╭──

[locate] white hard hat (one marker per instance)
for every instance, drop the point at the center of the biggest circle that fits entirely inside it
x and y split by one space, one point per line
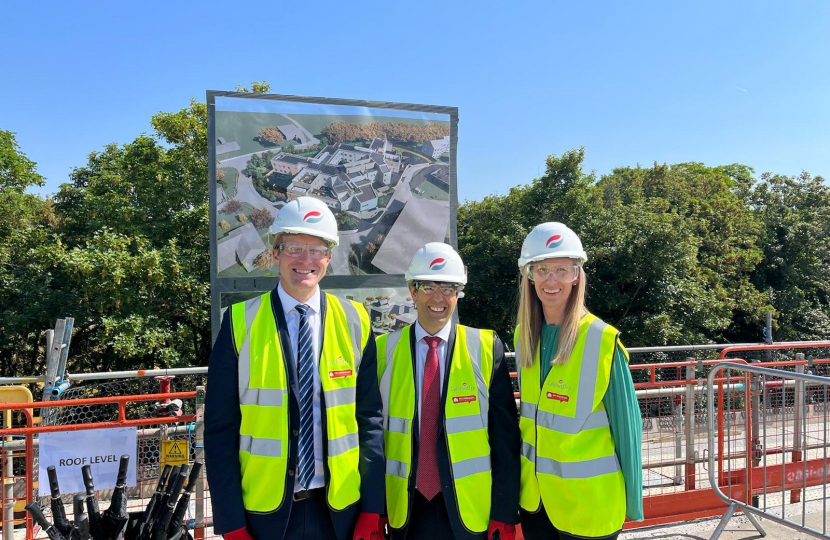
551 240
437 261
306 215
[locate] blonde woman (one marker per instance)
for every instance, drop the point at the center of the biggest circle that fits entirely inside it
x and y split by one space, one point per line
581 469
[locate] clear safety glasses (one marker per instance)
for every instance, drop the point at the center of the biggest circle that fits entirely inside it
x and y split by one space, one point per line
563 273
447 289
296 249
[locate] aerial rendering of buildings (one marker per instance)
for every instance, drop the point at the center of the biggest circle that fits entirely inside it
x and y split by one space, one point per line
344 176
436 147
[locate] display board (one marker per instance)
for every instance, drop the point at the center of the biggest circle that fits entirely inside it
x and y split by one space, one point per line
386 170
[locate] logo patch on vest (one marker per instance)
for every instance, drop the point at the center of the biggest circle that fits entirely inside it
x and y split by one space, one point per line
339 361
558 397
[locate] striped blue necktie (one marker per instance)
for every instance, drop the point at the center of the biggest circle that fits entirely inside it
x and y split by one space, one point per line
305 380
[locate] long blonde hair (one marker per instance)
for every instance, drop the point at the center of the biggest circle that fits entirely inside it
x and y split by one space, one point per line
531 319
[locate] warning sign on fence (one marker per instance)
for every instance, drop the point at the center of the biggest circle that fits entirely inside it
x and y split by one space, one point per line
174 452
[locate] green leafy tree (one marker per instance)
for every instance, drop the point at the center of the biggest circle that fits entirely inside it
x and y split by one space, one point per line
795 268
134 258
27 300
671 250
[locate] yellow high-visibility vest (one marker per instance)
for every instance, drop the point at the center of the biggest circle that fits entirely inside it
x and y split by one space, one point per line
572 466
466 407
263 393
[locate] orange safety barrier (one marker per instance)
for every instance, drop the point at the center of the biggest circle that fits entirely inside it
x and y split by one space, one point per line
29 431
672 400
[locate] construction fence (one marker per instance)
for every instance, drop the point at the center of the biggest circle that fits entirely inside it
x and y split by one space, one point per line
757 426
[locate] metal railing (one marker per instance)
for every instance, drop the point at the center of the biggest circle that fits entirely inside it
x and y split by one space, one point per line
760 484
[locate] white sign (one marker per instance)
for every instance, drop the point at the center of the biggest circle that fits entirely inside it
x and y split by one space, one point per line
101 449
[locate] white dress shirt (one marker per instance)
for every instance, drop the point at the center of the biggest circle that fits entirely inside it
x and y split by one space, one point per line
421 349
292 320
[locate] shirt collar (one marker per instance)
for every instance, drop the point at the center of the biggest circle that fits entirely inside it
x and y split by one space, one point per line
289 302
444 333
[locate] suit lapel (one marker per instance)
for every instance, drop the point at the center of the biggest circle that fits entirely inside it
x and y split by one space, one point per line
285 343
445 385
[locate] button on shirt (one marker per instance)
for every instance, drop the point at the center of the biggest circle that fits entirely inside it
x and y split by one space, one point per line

╰──

AIM OF THE EXERCISE.
Switch each "drop the point" in the material above to "place the point" and write out the whole material again with nothing else changed. Leave the pictures out.

RESPONSE TO THIS EXERCISE.
[locate] white hard hat (one marker per instance)
for every instance, place the point at the center of the biggest circle that fits entirely inside it
x and y split by one space, one point per line
551 240
437 261
306 215
[locate] blonde woman (one marker per instance)
for every instance, place the point at the center of the biggest circle that fits entirely inside it
x and y split by one space, one point per line
581 469
[locate] clear safety glasses (one marker per instance)
for every instance, place the point at the center of the biggest circle that fits entirely inside it
x and y split by one space, one point per line
563 273
447 289
296 249
[locate] aerial rendering of buildings (one marker per instance)
for every instance, place the point at the center of the biggest circle that fits entirely inside it
x and y split by one space, one point per line
344 176
436 147
[locate] display board (one marker per instance)
for every instance, place the point at the center of the biggest circle that fits entirely inside it
x and y split by one space, one point per line
386 170
[locate] logo patch on vest (one marker per instance)
for every instance, place the point at the center of the biggest circle that fits entirely inside it
x and y split by one space, one point per line
339 361
558 397
[locate] striped blue necktie (one marker per instance)
for every instance, place the point at the center of the biggest circle that fits entirely inside it
x and y split by one space, one point per line
305 380
[locate] long blonde hair (one marker per instance)
for every instance, place the point at the center of the biggest circle that fits entirely inside it
x and y split by one space, one point per line
531 319
[locate] warning sign on fence (one marker per instance)
for every instance, place the point at the center of the biggest circle that fits entirely inside it
x and y split by one space, one point per line
174 452
[locate] green leafy tree (one marker per instance)
for every instance, place the point at the center of the biggest circle that fits entirely inside it
x and y split by one space, one point per line
795 268
134 258
27 300
671 250
[locate] yellow high-visibility vest (one marker per instance)
for every instance, place the point at the center of the biggest circle that fits entirely inside it
x and y split by one space, one point per line
572 466
466 407
263 393
[locate] orange safety barrier (one marker per instance)
for every instance, place the point at the center of the biggest circle that fits entirely inside it
x and y split by one space, one point per line
29 431
672 400
[locate] construction fence (one marker per instance)
for every instance, place the point at the center of the biggest circle that fits entirely inside it
x and y split by one space, one point per line
757 426
[locate] metal railing (one marker per instance)
for every instance, place the point at the center of the biggest circle that fits entirely inside it
x and y split by one space, one point per line
760 484
[locate] white sign (one marker per instance)
for every instance, place the point at the center of the biggest circle that fits entirely inside it
x and y split by one space, one point per line
101 449
[locate] white dress shirt (one marker per instance)
for every instance, place the point at the center of the biggest circle that fits entirely inside it
x and y split by one space, one point per line
421 349
292 320
[locate] shirt collar (one marker per instance)
for every instance, place the point at the center of the biggest circle that fits entirely inside it
x and y split by one space, one point per line
289 302
444 333
[locate] suit lapel (one marker per instance)
for every instance, place the point at the center of the biggest circle that fits entirely inside it
x and y split by one space, one point per line
285 343
445 385
[locate] button on shirt (one marker per instance)
for every instance, place the point at the center of the biggest circle that fits entirely inside it
x and y split by one space, one point per line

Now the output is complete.